** Begin Document text **

For the example illustrated in fig. 2, assuming that the user needs to measure the voltage across the load device DUT, the user can set the power supply 91 and the power supply 92 to operate in the measurement mode, and set both the series switch set 10 and the parallel switch set 12 to the off state. As can be understood from the above description, assuming that the switch unit 14 is set to be in the conducting state, it can be understood by those skilled in the art that the voltage across the load device DUT almost entirely crosses the high impedance component Z. At this time, the power supply 91 can measure the voltage across the high impedance device Z from its positive terminal to its measurement terminal, and the power supply 92 can measure the voltage across the high impedance device Z from its measurement terminal to its negative terminal. Then, the voltage across the load device DUT can be obtained by adding the voltage across the power supplies 91 and 92.

For practical purposes, assuming that the upper voltage limits that can be measured by the power supplies 91 and 92 are 600V, when the load device DUT is a large-capacity battery (for example, the voltage across the load device DUT is 1000V), theoretically, neither power supply can measure the voltage across the load device DUT alone. However, since the voltage isolation circuit 1 of the present application has the high impedance component Z, the power supply 91 and the power supply 92 respectively measure half of the voltage across the load device DUT, that is, each measure 500V (less than 600V of the upper limit). Finally, the 500V measured by the power supply 91 and the power supply 92 are added to obtain the voltage across the load device DUT. Therefore, the voltage isolation circuit 1 of the present embodiment includes the high impedance device Z, so that the upper limit of the voltage across the load device DUT can be increased.

** End Document text **

--- Required work ---
Continue the passage on the voltage isolation circuit with the high impedance component, starting right after its last sentence.

** Begin Record extracts **

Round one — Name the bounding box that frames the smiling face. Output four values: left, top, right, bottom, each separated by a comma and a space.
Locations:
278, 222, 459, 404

** End Record extracts **
** Begin Record extracts **

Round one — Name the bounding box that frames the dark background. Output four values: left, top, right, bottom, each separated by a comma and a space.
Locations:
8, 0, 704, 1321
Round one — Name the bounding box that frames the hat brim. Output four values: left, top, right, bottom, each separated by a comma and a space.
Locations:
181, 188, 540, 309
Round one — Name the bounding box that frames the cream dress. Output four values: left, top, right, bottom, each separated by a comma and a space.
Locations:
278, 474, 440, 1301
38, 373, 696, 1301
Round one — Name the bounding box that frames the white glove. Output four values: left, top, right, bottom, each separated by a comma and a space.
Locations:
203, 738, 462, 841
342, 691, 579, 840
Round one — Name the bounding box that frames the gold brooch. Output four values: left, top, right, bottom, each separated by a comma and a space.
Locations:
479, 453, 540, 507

** End Record extracts **
** Begin Record extracts **

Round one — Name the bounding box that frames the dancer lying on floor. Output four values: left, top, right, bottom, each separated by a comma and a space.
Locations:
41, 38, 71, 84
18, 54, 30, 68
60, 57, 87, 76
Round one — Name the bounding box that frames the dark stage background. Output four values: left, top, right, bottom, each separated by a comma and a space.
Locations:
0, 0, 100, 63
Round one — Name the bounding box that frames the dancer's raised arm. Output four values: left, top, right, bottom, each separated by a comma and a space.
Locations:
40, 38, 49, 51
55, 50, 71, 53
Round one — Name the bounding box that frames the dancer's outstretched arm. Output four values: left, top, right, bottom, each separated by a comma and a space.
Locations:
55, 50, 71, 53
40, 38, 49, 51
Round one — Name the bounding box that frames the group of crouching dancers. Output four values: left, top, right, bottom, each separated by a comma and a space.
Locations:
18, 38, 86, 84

** End Record extracts **

--- Answer for this exercise ---
It is worth mentioning that when testing the load device DUT, the load device DUT may already have a certain level of cross-over voltage. At this time, if the power supply 91, the power supply 92 and the load device DUT are directly turned on, the load device DUT is connected in series or in parallel with the power supply 91 and the power supply 92, and sparks and inrush currents may be generated in practice. In order to deal with the above problem, the present embodiment proposes a mechanism for connecting the load device DUT after precharging the voltage isolation circuit 1. In one example, the voltage isolation circuit 1 may first detect the voltage across the load device DUT by using the aforementioned means for measuring the voltage across the load device DUT (external voltage value). Next, if the power supply 91 and the power supply 92 are connected in series, the power supply 91 and the power supply 92 may be precharged first, so that the total voltage value of the series connection of the power supply 91 and the power supply 92 is the same as the external voltage value. When there is no voltage difference between the load device DUT and the power supplies 91-92, the series switch group 10 or the switch unit 14 is turned on, so as to effectively reduce the spark and surge current. Similarly, if the power supply 91 and the power supply 92 are to be connected in parallel, the power supply 91 and the power supply 92 may be precharged first, so that the respective voltage values of the power supply 91 and the power supply 92 themselves are the same as the external voltage value. When there is no voltage difference between the load device DUT and the power supply 91, or between the load device DUT and the power supply 92, the parallel switch set 12 or the switch unit 14 is turned on, which also effectively reduces the spark and surge current.

In practice, the voltage isolation circuit 1 of the present application is not limited to be connected to two power supplies, for example, the following embodiment will demonstrate an example in which the voltage isolation circuit is connected to a plurality of power supplies. Referring to fig. 2 and fig. 3 together, fig. 3 is a circuit schematic diagram of a voltage isolation circuit according to another embodiment of the present application. As shown, the voltage isolation circuit 2 may be connected between a power supply 91, a power supply 92, a power supply 93, and a load device DUT. As in the embodiment of fig. 2, the voltage isolation circuit 2 also includes a series switch bank 20, a parallel switch bank 22 and a switch unit 24, and is connected by a first terminal 26a to the positive terminal of the load device DUT and by a second terminal 26b to the negative terminal of the load device DUT. However, unlike the embodiment of fig. 2, the number of transistors in the series switch bank 20 and the parallel switch bank 22 varies with the number of power supplies. For example, the series switch group 20 may have a transistor Q1 and a transistor Q2 therein, and the parallel switch group 22 may have a transistor Q3, a transistor Q4, a transistor Q5, and a transistor Q6 therein. In addition, the number of the high impedance components Z is also different, for example, the transistor Q1 and the transistor Q2 of the present embodiment may be respectively connected in parallel with one high impedance component Z.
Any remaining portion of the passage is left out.